> [YOUR INSTRUCTIONS]: Please write out all the records below as a numbered list, one line per item, and skip any blank lines.

> [SUPPLIED DATA]:
======

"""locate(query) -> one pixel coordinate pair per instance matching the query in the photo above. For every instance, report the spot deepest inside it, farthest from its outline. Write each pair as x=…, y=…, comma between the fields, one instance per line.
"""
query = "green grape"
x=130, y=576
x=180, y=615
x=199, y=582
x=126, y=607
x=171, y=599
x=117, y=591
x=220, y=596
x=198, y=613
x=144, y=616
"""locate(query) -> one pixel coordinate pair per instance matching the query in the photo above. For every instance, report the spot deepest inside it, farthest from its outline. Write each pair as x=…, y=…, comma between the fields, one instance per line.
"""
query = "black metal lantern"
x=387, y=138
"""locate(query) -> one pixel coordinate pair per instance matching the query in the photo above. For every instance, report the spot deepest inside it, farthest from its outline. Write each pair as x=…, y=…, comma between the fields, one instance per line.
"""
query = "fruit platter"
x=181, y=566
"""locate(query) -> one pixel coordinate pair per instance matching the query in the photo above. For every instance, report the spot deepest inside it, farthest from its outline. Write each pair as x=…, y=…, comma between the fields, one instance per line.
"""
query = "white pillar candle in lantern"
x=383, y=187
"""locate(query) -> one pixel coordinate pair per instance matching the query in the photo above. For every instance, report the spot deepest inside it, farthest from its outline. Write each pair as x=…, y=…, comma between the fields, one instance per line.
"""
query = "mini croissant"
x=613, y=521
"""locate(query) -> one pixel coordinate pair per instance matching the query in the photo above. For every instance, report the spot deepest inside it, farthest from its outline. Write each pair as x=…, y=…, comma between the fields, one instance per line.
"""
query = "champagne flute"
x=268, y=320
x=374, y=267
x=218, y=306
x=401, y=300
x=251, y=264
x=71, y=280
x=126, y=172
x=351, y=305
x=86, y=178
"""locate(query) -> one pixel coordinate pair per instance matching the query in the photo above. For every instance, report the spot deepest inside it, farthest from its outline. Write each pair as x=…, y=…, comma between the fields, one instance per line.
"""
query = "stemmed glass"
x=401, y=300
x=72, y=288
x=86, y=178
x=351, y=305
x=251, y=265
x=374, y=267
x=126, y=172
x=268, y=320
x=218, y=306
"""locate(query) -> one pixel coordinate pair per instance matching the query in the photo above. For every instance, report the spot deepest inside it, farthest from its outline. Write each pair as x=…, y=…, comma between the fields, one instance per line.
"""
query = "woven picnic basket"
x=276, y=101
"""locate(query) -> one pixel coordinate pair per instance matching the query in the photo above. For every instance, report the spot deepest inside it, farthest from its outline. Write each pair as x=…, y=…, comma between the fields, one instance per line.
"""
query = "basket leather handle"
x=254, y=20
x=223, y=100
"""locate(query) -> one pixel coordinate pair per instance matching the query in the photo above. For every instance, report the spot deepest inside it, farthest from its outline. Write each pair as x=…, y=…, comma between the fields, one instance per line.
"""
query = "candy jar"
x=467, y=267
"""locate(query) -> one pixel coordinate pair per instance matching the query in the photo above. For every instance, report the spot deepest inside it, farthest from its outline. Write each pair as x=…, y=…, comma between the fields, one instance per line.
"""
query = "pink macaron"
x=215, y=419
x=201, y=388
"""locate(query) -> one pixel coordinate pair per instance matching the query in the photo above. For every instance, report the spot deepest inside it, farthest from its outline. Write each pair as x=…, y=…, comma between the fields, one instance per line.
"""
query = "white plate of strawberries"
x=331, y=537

======

> [WORKED ANSWER]:
1. """locate(query) -> one pixel coordinate pair per instance matching the query in the photo above. For every instance, report the spot deepest inside it, farthest from its outline. Write each pair as x=…, y=…, comma between the fields, one instance per line.
2. """
3. query = "green grape"
4. x=130, y=576
5. x=180, y=615
6. x=199, y=582
7. x=126, y=607
8. x=171, y=599
9. x=117, y=591
10. x=220, y=596
11. x=198, y=613
12. x=144, y=616
13. """locate(query) -> one pixel coordinate pair per instance matching the query in the photo above. For every instance, report the spot deepest inside it, farthest from its outline. Write each pair as x=…, y=…, comma between the fields, one instance per line.
14. """
15. query = "black metal lantern"
16. x=387, y=138
17. """locate(query) -> one pixel coordinate pair per instance matching the query in the photo above. For every instance, report the spot deepest inside it, farthest from its outline. Write each pair as x=…, y=…, comma between the fields, one instance per line.
18. """
19. query = "fruit platter"
20. x=181, y=566
21. """locate(query) -> one pixel coordinate pair per instance matching the query in the photo above. For every instance, report the spot deepest inside it, farthest from its outline. Write each pair as x=…, y=…, comma between the fields, one instance per line.
22. """
23. query = "white pillar candle in lantern"
24. x=383, y=187
25. """locate(query) -> one pixel coordinate pair per instance matching the query in the photo above. For every instance, report the spot deepest inside it, farthest from its outline. Write each pair as x=…, y=…, comma between the fields, one instance per line.
26. """
27. query = "mini croissant"
28. x=613, y=521
29. """locate(query) -> one pixel coordinate pair per instance matching the query in the photo above. For every instance, report the spot deepest inside it, farthest from its outline. Write each pair as x=…, y=…, comma between the fields, one instance per line.
30. """
31. query = "champagne flute"
32. x=268, y=320
33. x=374, y=267
34. x=218, y=306
35. x=401, y=300
36. x=251, y=264
37. x=71, y=280
38. x=126, y=172
39. x=351, y=305
40. x=86, y=178
41. """locate(query) -> one pixel coordinate pair per instance matching the query in the photo above. For every instance, report the spot deepest inside it, farthest from its outline. Write each pair as x=…, y=…, comma between the fields, one instance per line.
42. """
43. query = "stemmed glass"
44. x=401, y=300
45. x=72, y=288
46. x=86, y=178
47. x=351, y=305
48. x=251, y=265
49. x=374, y=267
50. x=126, y=172
51. x=268, y=320
52. x=218, y=306
53. """locate(query) -> one pixel coordinate pair per instance matching the query in the photo above. For every instance, report the spot deepest inside it, farthest from its outline. Write each pair as x=…, y=…, comma between the fields, one instance per line.
54. """
55. query = "woven picnic basket"
56. x=276, y=101
57. """locate(query) -> one pixel coordinate pair per instance matching the query in the photo above. For every instance, report the spot deepest inside it, farthest from its outline. Write each pair as x=…, y=…, comma between the fields, one instance per line.
58. """
59. query = "basket leather handle"
60. x=254, y=20
61. x=223, y=100
62. """locate(query) -> one pixel coordinate pair per instance matching the query in the photo above. For every instance, report the spot deepest inside it, farthest from its outline. Write each pair as x=…, y=…, comma between the fields, one instance per line.
63. """
64. query = "candy jar"
65. x=467, y=267
66. """locate(query) -> one pixel coordinate pair per instance matching the query in the photo above. For every instance, report the spot deepest inside it, farthest from its outline. Write each pair as x=…, y=…, comma between the fields, one instance per line.
67. """
68. query = "pink macaron"
69. x=215, y=419
70. x=201, y=388
71. """locate(query) -> one pixel coordinate pair per instance matching the query in the photo above. For every instance, report the spot deepest inside it, farthest from its outline. Write each pair as x=…, y=…, comma between the fields, one instance per line.
72. """
73. query = "white plate of strawberries"
74. x=331, y=537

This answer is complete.